Gravity constant is always G (6.67x10exp-11... and is not so constant[/quote']

 

Where did that last part about the gravitational constant come from?

[kkris1]

That is the copy from some info from internet

 

 

Recently the value of G has been called into question by new measurements from respected research teams in Germany, New Zealand, and Russia. The new values disagree wildly. For example, a team from the German Institute of Standards led by W. Michaelis obtained a value for G that is 0.6% larger than the accepted value; a group from the University of Wuppertal in Germany led by Hinrich Meyer found a value that is 0.06% lower, and Mark Fitzgerald and collaborators at Measurement Standards Laboratory of New Zealand measured a value that is 0.1% lower. The Russian group found a curious space and time variation of G of up to 0.7% The collection of these new results suggests that the uncertainty in G could be much larger than originally thought. This controversy has spurred several efforts to make a more reliable measurement of G.

[swansont]

Experimental differences are not the same thing as a time-varying value (i.e. not a constant). I think G is the worst-determined physical constant, in part because it's hard to do.

[gcol]

Re: "forces of attraction at microscales".

 

I remember Van Der Waals force being quoted in this context. Gravity is not the only game in town. It is possible that gravity comes into effect only when such microscale forces have done (and are still doing) their work. Perhaps gravity is merely the sum total of micro-forces.

 

Very humbly and quietly suggested.

[CPL.Luke]

also I didn't see where in your equation kkris you could solve for a varying G

[kkris1]

Yes , you right if you stick to good old theory...

[kkris1]

That is the point, I do not agree with the theory ; I wanted to show that in particular case when mases are relatively small, we can get same results as using newtonian eqation. Things could be different however if the mases are relatively big and we need to use parts of the Taylor series of higher orders

 

 

also I didn't see where in your equation kkris you could solve for a varying G

[CPL.Luke]

could you please enlighten me then?

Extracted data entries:
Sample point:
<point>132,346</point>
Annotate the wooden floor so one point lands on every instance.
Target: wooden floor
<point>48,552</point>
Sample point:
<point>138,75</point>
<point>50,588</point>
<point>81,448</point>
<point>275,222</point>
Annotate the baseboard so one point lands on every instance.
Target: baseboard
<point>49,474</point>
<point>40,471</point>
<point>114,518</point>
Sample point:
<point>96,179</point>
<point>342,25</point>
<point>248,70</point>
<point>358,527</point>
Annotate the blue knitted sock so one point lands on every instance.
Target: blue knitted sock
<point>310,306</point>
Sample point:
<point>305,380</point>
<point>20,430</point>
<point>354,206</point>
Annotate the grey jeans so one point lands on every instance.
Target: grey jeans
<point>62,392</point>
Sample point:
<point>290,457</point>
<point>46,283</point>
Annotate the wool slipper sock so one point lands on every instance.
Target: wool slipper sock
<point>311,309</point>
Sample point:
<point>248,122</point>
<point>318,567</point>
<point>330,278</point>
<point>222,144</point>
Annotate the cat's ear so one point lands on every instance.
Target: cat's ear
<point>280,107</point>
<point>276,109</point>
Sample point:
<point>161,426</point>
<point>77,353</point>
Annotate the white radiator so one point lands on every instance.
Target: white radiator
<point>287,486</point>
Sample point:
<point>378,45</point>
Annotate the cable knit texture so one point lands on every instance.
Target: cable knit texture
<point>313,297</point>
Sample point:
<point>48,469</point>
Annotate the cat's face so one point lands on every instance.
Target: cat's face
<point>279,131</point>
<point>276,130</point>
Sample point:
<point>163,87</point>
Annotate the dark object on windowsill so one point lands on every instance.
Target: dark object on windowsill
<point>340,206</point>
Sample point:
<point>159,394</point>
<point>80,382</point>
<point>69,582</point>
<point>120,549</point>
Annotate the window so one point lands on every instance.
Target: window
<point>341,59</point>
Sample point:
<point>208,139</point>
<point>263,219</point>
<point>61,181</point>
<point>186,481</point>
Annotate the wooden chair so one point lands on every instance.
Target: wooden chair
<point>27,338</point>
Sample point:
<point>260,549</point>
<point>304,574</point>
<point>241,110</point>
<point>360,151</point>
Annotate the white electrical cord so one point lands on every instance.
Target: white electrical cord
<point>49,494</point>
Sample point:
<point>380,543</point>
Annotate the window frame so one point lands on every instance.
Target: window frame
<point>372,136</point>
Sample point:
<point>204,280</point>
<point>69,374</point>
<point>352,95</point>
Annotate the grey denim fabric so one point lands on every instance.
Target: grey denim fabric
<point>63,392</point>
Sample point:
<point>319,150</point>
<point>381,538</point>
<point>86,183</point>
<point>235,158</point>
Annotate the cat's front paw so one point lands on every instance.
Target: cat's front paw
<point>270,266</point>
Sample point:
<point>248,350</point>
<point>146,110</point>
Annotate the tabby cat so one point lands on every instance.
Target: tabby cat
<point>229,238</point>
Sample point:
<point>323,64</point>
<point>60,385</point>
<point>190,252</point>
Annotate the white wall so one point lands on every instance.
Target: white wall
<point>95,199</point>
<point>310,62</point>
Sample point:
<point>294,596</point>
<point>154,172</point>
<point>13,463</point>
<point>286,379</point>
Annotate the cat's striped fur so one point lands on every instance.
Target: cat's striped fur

## Instruction 1
Using the forum thread on the gravitational constant, decide whether each statement agrees with it: (a) the team from the German Institute of Standards obtained a value for G above the accepted value; (b) the group in New Zealand measured a value 0.06% lower than the accepted value; (c) one reply calls G the best-determined physical constant. For each, answer yes or no and quote the deciding words.
## Instruction 2
Repeat the passage of the gravitational constant thread from "Experimental differences are" up to and including "hard to do.".

## Worked solution 1
(a) Yes: "obtained a value for G that is 0.6% larger than the accepted value"
(b) No: "measured a value that is 0.1% lower"
(c) No: "I think G is the worst-determined physical constant"

## Worked solution 2
Experimental differences are not the same thing as a time-varying value (i.e. not a constant). I think G is the worst-determined physical constant, in part because it's hard to do.